Required task: Write out all the material exactly. Leave nothing out.

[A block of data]
-=-=-

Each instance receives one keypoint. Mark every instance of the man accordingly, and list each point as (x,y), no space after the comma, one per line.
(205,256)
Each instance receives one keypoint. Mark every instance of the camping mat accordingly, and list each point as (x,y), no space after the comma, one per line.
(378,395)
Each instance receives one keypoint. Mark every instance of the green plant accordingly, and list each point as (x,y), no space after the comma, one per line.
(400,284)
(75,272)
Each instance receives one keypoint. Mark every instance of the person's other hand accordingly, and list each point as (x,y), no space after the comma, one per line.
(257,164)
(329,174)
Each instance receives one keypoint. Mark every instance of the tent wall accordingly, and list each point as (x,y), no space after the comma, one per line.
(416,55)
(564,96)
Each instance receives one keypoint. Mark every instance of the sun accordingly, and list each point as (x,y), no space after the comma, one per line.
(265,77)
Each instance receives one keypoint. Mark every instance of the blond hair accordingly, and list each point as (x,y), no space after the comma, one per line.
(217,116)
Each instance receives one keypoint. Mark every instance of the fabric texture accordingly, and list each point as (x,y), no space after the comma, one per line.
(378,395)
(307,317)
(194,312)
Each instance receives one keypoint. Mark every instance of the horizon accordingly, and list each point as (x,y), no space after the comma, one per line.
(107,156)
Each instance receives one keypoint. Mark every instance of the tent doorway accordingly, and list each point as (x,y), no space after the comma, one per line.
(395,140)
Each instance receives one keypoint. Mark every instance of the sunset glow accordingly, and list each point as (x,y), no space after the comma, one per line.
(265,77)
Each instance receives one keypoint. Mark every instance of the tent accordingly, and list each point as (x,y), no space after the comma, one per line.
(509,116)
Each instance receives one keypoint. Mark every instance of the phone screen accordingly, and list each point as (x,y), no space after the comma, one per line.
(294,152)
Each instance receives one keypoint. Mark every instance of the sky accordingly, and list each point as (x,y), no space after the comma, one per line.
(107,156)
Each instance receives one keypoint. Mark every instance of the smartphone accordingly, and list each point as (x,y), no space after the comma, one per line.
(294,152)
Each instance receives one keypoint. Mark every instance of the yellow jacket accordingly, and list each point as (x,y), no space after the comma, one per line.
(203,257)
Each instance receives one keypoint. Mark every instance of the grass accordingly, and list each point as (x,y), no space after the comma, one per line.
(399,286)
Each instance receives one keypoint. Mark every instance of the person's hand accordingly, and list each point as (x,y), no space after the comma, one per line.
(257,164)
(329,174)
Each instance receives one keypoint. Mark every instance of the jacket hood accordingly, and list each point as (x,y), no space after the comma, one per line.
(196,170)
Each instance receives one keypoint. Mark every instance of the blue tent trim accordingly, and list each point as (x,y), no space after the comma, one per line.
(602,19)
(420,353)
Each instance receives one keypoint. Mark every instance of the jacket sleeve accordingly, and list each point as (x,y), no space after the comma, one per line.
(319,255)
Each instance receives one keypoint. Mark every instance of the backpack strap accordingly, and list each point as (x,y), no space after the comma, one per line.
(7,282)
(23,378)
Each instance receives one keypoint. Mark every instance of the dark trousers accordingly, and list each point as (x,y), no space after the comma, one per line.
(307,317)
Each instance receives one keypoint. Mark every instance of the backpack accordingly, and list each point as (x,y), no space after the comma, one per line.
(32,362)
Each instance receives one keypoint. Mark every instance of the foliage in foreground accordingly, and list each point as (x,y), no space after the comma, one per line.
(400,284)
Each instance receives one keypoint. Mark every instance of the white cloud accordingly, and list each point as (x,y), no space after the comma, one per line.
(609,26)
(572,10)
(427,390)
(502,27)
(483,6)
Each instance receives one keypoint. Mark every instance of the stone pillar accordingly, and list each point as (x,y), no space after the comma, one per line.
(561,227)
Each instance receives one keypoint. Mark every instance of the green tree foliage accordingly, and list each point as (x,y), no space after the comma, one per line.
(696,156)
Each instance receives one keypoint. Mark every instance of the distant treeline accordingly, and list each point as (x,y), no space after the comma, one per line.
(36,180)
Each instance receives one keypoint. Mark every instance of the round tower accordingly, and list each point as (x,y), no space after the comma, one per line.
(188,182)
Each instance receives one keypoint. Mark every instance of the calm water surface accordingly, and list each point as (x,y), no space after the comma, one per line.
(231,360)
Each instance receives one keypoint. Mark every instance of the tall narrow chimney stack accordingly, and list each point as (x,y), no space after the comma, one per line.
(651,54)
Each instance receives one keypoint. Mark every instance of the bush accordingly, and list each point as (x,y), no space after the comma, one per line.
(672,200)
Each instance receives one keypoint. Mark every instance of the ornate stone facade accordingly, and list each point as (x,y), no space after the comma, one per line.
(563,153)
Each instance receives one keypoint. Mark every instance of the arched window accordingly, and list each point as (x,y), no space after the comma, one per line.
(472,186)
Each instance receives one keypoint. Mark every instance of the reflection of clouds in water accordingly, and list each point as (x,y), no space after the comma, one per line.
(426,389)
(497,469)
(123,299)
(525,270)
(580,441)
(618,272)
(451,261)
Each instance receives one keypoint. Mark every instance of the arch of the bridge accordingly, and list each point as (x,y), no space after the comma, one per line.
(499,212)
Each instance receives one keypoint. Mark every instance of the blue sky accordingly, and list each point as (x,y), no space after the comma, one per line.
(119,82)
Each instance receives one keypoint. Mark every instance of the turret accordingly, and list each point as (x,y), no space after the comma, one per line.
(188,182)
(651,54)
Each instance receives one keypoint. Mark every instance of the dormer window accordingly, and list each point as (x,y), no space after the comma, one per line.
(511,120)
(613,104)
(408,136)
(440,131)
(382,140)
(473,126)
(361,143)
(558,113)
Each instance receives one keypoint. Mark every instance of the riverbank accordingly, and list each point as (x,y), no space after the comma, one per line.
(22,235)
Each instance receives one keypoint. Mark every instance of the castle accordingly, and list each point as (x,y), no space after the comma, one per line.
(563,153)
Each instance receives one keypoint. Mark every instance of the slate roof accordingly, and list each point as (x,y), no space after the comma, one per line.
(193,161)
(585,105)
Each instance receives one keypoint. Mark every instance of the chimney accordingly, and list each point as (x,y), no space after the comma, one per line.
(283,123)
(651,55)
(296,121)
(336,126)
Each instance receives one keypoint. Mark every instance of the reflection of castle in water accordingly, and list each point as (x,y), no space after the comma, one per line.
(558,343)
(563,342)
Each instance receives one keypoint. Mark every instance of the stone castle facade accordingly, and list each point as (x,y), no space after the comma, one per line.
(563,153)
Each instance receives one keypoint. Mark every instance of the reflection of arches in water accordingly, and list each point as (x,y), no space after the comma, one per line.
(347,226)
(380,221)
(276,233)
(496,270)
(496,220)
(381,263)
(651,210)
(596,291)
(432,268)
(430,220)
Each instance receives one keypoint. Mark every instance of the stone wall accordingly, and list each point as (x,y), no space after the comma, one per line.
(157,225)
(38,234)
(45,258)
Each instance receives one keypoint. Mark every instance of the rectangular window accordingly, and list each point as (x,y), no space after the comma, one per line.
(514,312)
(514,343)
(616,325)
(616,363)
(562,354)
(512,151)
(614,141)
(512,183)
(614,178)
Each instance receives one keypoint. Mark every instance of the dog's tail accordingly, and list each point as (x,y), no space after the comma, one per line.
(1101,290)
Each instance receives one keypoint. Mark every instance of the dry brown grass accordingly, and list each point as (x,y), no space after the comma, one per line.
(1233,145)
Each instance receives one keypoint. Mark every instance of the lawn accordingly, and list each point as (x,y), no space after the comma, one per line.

-=-=-

Solved exercise:
Each instance receives one keypoint. Mark every instance of the man accordingly, and list each point as (x,y), no space after the comma, one per line.
(205,256)
Each instance receives one keypoint. Mark every instance of the camping mat accordingly, and list each point as (x,y), no space after the comma, one per line.
(378,395)
Each instance receives one keypoint. Mark every instance of the green plant accordingly, and list each point as (x,y), no space after the comma, one per line.
(400,284)
(75,272)
Each instance receives one keypoint. Mark every instance of the person's other hand accordingly, and list each point as (x,y), no space after the comma, one per line.
(257,164)
(329,174)
Each instance receives one keypoint. Mark every instance of the tent wall accordingly, and list each point as (x,y), no space after the comma, one per line.
(416,55)
(564,96)
Each instance receives one keypoint. Mark every instance of the sun accordingly, and list each point as (x,y), no space after the comma, one per line.
(265,77)
Each instance receives one keypoint. Mark every instance of the blond hair accordingly, and list each point as (x,y), no space after the comma, one per line.
(217,116)
Each instance receives one keypoint. Mark every instance of the fabric texture accordingly, and list each point as (x,y), no space after the comma, one per line.
(378,395)
(307,317)
(194,312)
Each instance receives one keypoint. Mark every instance of the horizon accordingly, and list each point as (x,y), no space after the comma, one per line.
(107,156)
Each instance receives one keypoint. Mark every instance of the tent doorway accordingly, and list each point as (x,y), no space after the comma, one per line.
(395,140)
Each instance receives one keypoint. Mark every instance of the sunset glow accordingly, and list each point as (x,y), no space after the comma, one per line.
(265,77)
Each instance receives one keypoint. Mark every instance of the tent accordingly, and list each point as (x,y), no space after the comma, one per line.
(509,116)
Each instance receives one keypoint. Mark every instance of the phone screen accordingly, and list each point as (x,y), no space after the comma, one per line.
(294,152)
Each instance receives one keypoint. Mark every instance of the sky accordingly, and list each point as (x,y), no space after the comma, one per line.
(107,156)
Each instance receives one keypoint. Mark every instance of the smartphone accordingly, and list each point as (x,y), no space after the comma, one per line.
(294,152)
Each instance receives one keypoint. Mark every instance of the yellow jacket accordingly, and list each point as (x,y), no space after the comma, one per line.
(203,257)
Each instance receives one keypoint. Mark every instance of the grass accordingly, and list each point as (x,y), no space after the comma, one per line.
(399,286)
Each instance receives one keypoint. Mark every instance of the person's hand accordingly, and list each point as (x,y), no space after the comma, one per line.
(257,164)
(329,174)
Each instance receives one keypoint. Mark every instance of the jacket hood accordingly, and list each point as (x,y), no space after the comma, one per line.
(196,170)
Each instance receives one keypoint. Mark every instance of the blue tent trim accordingly, and list each point as (x,y), no space after the comma, one per line.
(602,19)
(420,353)
Each instance receives one keypoint. Mark every instance of the jacket sleeve accordingly, and list each point as (x,y), no space after the comma, one per line.
(319,255)
Each instance receives one keypoint. Mark every instance of the backpack strap accordingly, and list each point as (x,y), no space after the comma, one per line.
(7,282)
(23,378)
Each instance receives one keypoint. Mark every instance of the dark trousers accordingly, and list each point as (x,y), no space after the comma, one per line.
(307,317)
Each instance receives one keypoint. Mark every instance of the backpack accordingly, and list each point as (x,y), no space after the comma, one per line.
(32,362)
Each instance receives one keypoint. Mark every instance of the foliage in foreground accordingly, and list each point as (x,y), no space after the comma, one per line.
(400,284)
Each instance receives one keypoint. Mark every instance of the white cloud accordingly, and list each point as (x,y), no space after the comma, one per line.
(609,26)
(572,10)
(427,390)
(502,27)
(483,6)
Each instance receives one keypoint. Mark every instance of the stone pillar accordingly, and list each point as (x,y), no space after the comma, one per line.
(561,227)
Each instance receives one keypoint. Mark every instance of the green tree foliage accordingly, and list each point as (x,y), no space after the comma, one per line.
(696,156)
Each instance receives one keypoint. Mark every instance of the distant treeline accordingly, and list each point as (x,y), no space after the comma, one per line.
(36,180)
Each instance receives one keypoint. Mark every instance of the round tower accordingly, and list each point as (x,y), no space after the comma, one per line.
(188,182)
Each instance receives one keypoint. Mark every instance of the calm water surface accordingly, and list each point as (x,y), no space after the comma, one per line.
(231,360)
Each instance receives one keypoint. Mark every instance of the tall narrow chimney stack accordingly, and list each point as (x,y), no space after the comma, one per line.
(651,54)
Each instance receives one keypoint. Mark every instance of the bush accordingly, and list each point as (x,y), no space after the comma, one per line.
(672,200)
Each instance receives one keypoint. Mark every instance of the ornate stone facade accordingly, and list each point as (x,y), no space after the comma, one per line.
(563,153)
Each instance receives one keypoint. Mark every instance of the arched window accordingly, and list each point as (x,y), no space after the comma, one per line.
(472,186)
Each instance receives one keypoint. Mark every instance of the reflection of clouds in water accordingly, and list each point as (x,y), no space after the comma, one per line.
(426,389)
(497,469)
(123,299)
(525,270)
(580,441)
(618,272)
(451,261)
Each instance receives one keypoint. Mark every instance of the arch of the bridge accordingly, and list each point as (x,y), no space after the comma, one per line.
(499,212)
Each instance receives one keypoint. Mark every instance of the blue sky accordingly, and list each point as (x,y), no space after the comma, one per line.
(119,82)
Each instance receives one keypoint. Mark every instance of the turret accordingly, and list each point as (x,y), no space after the comma, one per line.
(188,182)
(651,54)
Each instance receives one keypoint. Mark every instance of the dormer window accordingly, and list each point as (x,y), no space after the comma, one per line.
(511,120)
(613,104)
(408,136)
(440,131)
(382,140)
(473,126)
(361,143)
(558,113)
Each instance receives one keypoint. Mark every instance of the riverbank accordingly, and list each point as (x,y), no space after the comma, one per line.
(22,235)
Each instance receives one keypoint. Mark every instance of the castle accordingly, and list each point as (x,y), no space after the comma, one per line.
(563,153)
Each instance receives one keypoint. Mark every instance of the slate roof accordingly, and list each point as (x,y), no space after the comma, one per line.
(193,161)
(585,105)
Each instance receives one keypoint. Mark every instance of the chimney accordingly, and list each point as (x,y), no space after the comma, one per line.
(283,123)
(651,55)
(296,121)
(336,126)
Each instance receives one keypoint. Mark every instance of the reflection of castle in water accordingly, and list each point as (x,y), no space after the comma, one per line.
(558,343)
(563,342)
Each instance receives one keypoint. Mark every instance of the stone castle facade accordingly, and list each point as (x,y), no space after the comma, one per line.
(563,153)
Each instance receives one keypoint. Mark every instance of the reflection of arches in water accordingly, and list each point as (x,y), no space after the comma, one per line.
(347,226)
(380,221)
(276,233)
(496,270)
(496,220)
(381,263)
(651,210)
(596,291)
(432,268)
(430,220)
Each instance receives one keypoint. Mark every instance of the stone wall accordingly, and list each point as (x,y), no space after the comma, one per line.
(157,225)
(38,234)
(45,258)
Each instance receives one keypoint. Mark every instance of the rectangular window accordingly, and list each point as (x,y), no space after the comma, one per line.
(514,312)
(514,343)
(616,325)
(616,363)
(562,354)
(512,151)
(614,141)
(512,183)
(614,178)
Each instance receives one keypoint. Mark every instance of the dog's tail accordingly, and list each point as (x,y), no space after the comma, one per line.
(1101,290)
Each instance receives one keypoint. Mark every instance of the dry brown grass accordingly, and list each point as (x,y), no space after the comma, one per line.
(1233,145)
Each instance receives one keypoint. Mark every instance of the lawn accordingly, and list each point as (x,y), no space after the comma, one per line.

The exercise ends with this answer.